Records from a dataset:

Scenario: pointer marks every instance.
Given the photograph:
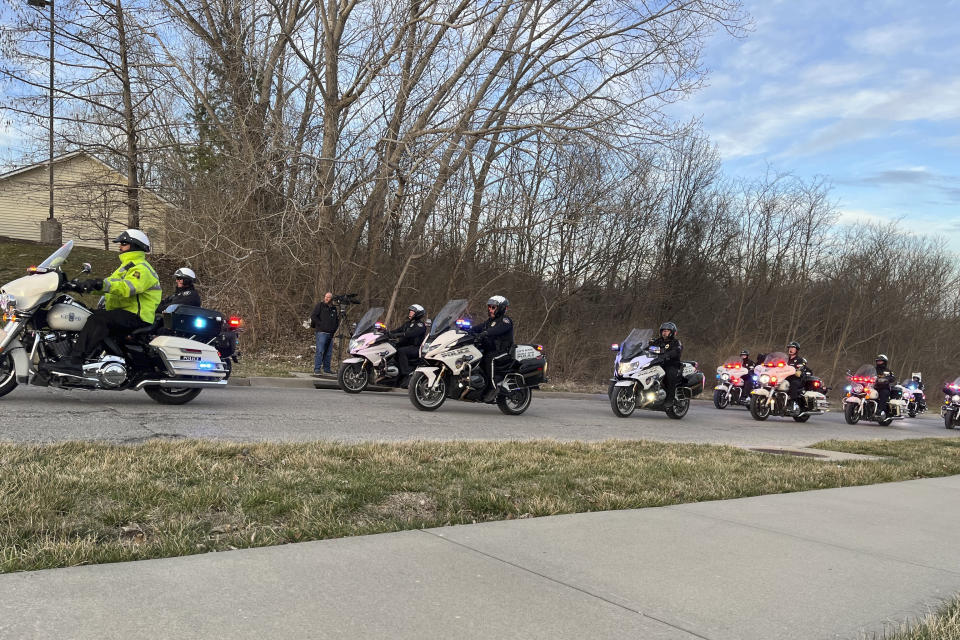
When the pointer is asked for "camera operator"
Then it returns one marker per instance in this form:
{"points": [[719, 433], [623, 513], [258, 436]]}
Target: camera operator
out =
{"points": [[324, 320]]}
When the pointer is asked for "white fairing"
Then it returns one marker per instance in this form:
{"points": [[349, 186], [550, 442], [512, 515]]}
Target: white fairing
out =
{"points": [[67, 317], [438, 350], [375, 353], [185, 357], [30, 291]]}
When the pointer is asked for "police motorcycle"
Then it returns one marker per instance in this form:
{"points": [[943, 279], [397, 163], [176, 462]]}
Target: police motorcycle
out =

Work to complete: Restate the data above word for word, so that the only difference is the missing pictures.

Finished task:
Scenario: pointer marks every instance.
Given the photograph:
When the pointer is asked for "camera operator"
Then it returns one marker per instance in this form:
{"points": [[719, 433], [623, 513], [258, 436]]}
Target: camera operator
out =
{"points": [[324, 320]]}
When the pointer is asked for "white fairing"
Then it returns one marker per instance in this form:
{"points": [[349, 186], [550, 442], [512, 515]]}
Target: white fairing
out =
{"points": [[67, 317], [438, 350], [375, 353], [185, 357], [30, 291]]}
When the pointer is asked for "police motorcycle"
Then it returns one marker per instance in this form:
{"points": [[943, 279], [397, 163], [176, 462]]}
Target: police motorcycle
out =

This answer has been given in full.